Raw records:
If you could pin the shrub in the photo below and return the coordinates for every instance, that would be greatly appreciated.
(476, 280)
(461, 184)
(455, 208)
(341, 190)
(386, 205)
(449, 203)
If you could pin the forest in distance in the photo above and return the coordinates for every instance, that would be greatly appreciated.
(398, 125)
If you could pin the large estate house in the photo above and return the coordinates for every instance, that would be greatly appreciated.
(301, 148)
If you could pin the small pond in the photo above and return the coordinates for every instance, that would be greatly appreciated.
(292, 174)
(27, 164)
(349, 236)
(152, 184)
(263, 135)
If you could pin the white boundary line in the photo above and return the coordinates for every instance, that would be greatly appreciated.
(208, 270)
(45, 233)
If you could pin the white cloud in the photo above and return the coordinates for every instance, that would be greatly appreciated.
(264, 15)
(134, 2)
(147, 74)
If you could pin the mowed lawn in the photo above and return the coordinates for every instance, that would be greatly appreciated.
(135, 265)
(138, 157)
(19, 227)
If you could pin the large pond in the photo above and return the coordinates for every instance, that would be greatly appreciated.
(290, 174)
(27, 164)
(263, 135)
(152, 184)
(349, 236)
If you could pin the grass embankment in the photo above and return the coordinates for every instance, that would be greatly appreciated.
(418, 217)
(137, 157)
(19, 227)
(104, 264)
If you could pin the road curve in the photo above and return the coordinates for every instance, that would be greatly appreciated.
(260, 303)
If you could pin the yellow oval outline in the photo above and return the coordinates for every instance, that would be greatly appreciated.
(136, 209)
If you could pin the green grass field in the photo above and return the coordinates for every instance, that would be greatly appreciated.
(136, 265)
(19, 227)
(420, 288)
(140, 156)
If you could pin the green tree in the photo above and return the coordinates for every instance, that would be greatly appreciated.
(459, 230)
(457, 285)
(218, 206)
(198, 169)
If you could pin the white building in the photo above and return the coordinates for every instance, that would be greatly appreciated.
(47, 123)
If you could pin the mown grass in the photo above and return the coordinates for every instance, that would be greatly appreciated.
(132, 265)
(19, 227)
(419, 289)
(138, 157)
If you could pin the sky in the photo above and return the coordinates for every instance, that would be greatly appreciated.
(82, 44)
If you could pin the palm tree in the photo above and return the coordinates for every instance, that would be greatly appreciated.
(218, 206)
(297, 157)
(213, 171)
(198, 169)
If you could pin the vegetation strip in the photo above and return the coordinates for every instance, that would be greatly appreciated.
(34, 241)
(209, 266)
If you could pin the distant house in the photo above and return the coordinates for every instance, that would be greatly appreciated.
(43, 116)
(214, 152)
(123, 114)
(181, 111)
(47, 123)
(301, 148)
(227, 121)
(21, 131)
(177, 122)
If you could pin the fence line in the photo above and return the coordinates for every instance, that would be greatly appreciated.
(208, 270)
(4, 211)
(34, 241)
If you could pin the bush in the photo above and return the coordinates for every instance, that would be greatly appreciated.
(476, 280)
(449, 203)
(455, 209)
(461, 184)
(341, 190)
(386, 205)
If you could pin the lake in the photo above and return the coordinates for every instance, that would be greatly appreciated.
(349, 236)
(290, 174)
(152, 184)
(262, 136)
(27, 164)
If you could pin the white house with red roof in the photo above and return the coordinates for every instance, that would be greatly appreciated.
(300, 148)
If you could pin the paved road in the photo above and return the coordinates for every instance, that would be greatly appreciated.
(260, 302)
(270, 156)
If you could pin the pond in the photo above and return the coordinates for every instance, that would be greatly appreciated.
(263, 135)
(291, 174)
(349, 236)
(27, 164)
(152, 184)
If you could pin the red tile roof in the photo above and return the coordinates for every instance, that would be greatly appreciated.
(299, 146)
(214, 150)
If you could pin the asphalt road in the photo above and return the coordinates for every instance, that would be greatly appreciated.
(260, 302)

* * *

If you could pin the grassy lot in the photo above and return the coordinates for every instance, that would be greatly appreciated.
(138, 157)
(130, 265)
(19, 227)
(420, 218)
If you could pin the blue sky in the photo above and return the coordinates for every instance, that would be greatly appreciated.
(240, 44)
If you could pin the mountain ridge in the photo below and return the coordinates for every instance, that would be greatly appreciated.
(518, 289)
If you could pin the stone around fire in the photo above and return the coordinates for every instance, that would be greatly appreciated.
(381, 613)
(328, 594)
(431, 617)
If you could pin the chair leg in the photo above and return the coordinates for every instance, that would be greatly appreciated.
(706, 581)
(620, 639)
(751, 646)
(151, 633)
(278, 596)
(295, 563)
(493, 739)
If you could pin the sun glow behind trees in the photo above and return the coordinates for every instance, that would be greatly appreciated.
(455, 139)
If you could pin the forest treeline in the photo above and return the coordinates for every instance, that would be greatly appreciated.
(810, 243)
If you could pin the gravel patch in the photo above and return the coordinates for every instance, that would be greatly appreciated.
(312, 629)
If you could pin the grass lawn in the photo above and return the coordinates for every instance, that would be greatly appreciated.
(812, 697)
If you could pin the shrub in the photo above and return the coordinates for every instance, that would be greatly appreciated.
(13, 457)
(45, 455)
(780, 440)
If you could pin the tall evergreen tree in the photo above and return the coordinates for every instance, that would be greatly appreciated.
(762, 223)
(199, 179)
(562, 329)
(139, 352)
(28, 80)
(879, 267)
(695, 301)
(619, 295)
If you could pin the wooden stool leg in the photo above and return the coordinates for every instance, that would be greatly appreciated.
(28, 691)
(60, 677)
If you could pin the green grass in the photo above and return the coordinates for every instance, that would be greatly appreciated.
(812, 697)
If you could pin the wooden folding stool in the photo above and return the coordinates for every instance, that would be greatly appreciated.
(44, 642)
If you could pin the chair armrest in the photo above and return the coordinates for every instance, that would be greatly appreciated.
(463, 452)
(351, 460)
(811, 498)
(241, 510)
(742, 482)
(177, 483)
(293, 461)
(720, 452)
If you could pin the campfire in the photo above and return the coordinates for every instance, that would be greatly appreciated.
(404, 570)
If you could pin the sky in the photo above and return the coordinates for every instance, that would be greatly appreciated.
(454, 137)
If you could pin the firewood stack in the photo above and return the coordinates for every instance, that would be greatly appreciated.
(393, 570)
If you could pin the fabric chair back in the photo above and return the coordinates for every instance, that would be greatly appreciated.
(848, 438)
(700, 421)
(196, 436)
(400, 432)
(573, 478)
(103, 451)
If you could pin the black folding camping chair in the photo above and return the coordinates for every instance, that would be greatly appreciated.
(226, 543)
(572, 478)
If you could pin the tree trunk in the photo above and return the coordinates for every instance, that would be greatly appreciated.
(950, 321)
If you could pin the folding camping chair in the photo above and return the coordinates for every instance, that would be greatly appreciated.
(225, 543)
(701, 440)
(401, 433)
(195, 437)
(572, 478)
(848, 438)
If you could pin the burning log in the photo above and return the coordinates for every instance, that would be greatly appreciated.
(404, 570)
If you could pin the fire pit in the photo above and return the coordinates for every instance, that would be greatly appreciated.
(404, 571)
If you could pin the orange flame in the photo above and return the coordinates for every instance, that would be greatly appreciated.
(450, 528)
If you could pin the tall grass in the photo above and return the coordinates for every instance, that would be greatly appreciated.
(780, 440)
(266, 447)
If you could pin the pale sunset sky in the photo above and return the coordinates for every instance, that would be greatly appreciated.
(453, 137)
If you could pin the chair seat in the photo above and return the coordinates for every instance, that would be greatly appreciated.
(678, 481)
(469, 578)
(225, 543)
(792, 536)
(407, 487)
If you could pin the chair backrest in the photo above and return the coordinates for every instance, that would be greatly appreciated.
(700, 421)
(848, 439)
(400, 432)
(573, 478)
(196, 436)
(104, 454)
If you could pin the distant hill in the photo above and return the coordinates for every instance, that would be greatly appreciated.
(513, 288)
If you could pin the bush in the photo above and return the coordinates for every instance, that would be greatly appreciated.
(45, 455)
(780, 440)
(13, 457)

Work to be completed — List every line of the rows above that contains the word "pond".

Response —
If you could pin the small pond in the photo above and return the coordinates for every instance, that would be greatly appreciated.
If you could pin the large pond in the photo above and return the coordinates for every instance, that would be greatly appreciated.
If you could pin the pond in the photo above and return the coordinates for every instance, that would be greatly appreciated.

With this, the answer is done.